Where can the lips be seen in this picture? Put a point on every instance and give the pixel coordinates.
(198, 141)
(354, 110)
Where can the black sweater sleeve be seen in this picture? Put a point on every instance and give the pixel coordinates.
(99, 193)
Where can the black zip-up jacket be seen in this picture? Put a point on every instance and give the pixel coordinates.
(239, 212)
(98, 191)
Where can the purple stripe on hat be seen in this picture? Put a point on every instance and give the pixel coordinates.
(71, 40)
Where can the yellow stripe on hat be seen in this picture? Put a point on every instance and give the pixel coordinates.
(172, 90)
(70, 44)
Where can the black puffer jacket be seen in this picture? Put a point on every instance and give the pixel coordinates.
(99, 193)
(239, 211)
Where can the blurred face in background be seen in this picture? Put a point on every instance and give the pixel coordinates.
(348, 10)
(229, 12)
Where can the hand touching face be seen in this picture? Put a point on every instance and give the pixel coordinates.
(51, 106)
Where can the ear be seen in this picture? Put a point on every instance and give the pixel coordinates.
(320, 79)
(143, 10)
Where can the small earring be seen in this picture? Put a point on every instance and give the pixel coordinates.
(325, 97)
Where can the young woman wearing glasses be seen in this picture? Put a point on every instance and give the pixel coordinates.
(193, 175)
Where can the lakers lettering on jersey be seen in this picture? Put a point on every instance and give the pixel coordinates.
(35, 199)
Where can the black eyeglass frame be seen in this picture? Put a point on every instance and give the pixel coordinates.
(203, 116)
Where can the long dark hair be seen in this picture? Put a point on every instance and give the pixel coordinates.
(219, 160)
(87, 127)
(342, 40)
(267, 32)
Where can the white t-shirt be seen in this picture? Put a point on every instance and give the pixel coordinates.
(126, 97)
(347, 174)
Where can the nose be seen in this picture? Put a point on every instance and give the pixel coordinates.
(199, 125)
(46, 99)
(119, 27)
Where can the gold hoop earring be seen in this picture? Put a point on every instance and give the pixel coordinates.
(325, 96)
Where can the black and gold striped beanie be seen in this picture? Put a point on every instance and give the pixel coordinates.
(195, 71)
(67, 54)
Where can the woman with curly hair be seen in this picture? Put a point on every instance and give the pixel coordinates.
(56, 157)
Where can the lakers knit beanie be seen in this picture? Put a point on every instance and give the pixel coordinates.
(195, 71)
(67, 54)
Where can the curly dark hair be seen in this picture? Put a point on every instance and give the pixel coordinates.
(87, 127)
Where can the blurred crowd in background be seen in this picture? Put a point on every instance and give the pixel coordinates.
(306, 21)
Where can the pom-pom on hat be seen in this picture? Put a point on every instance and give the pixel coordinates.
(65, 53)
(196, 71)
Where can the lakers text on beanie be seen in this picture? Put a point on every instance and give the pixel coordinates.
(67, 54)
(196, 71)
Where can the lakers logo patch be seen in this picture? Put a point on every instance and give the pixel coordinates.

PROBLEM:
Repeat every line of the material exactly as given.

ANSWER TO THIS TASK:
Where can the lips be seen in this picture? Put a point on every instance and give the pixel coordinates.
(198, 141)
(354, 110)
Where can the black sweater sleeve be seen in this picture? Put a point on every instance and give the pixel coordinates.
(99, 193)
Where can the black zip-up jacket be seen in this picture? Put a point on every instance and give the pixel coordinates.
(239, 212)
(98, 191)
Where can the purple stripe on hat be seen in this picture? Put a point on every instance and give the pixel coordinates.
(71, 40)
Where can the yellow stripe on hat be seen in this picture? Put a point on every instance and give the pixel coordinates.
(172, 90)
(70, 44)
Where can the black puffer jacket be seen in this picture? Put a point on every instance and give the pixel coordinates.
(99, 193)
(239, 211)
Where can the blurred face in background be seen in this picture? Put a point on every instance and give the pixel coordinates.
(348, 10)
(229, 12)
Where can the hand touching face be seen in this picture? Put a point on every instance and give the pixel coordinates.
(51, 106)
Where can the ear be seen in this picture? Put a point on every instance and give the pixel coordinates.
(320, 79)
(143, 10)
Where can the small earring be seen in this picture? Put a point on every instance and give the pixel coordinates.
(325, 97)
Where can the young woman wearing glasses be seen in this picture? Put a point on every instance and give the pixel coordinates.
(193, 175)
Where can the lakers lettering on jersey be seen in this picture? Put a point on every instance and give the pixel coordinates.
(35, 199)
Where can the black eyeglass frame be seen in this picture? Put a point on every instance and give the pixel coordinates.
(203, 116)
Where can the long dark hair be seen in this picture? Put a point on every instance and give the pixel coordinates.
(219, 160)
(87, 127)
(342, 40)
(267, 32)
Where can the white t-shirt be seen in this picture? Put a point on every instance and give the pixel coordinates.
(126, 97)
(347, 174)
Where can the nose be seen in this picture? Put a point on every instance and give the pixel coordinates.
(199, 125)
(46, 99)
(119, 27)
Where can the gold hoop earring be seen in this picture? Put a point on every instance and give the pixel coordinates.
(325, 96)
Where can the black and gold striped beanie be seen in this picture? Put a point on every instance and give the pixel coordinates.
(195, 71)
(67, 54)
Where can the woman with curly hair be seen in this picture? Put a point on every instance and give the pixel coordinates.
(56, 157)
Where can the lakers knit beanie be seen in this picture? Put a point on every instance and give the pixel coordinates.
(195, 71)
(67, 54)
Where can the curly dark hair be seen in this picture? Put a point on every instance and give the pixel coordinates.
(87, 127)
Where can the blurred crowd in background be seen in this picture? Put a point on every instance and give the pixel coordinates.
(306, 21)
Where can the pom-pom on hat be seen in this picture? Put a point on every instance and give the pixel coordinates.
(65, 53)
(196, 71)
Where can the lakers text on beanie be seen in this picture? Put a point on every instance and give the pixel coordinates.
(67, 54)
(196, 71)
Where can the lakers logo patch be seen in this picture? Put a point on every instance and give the pixel coordinates.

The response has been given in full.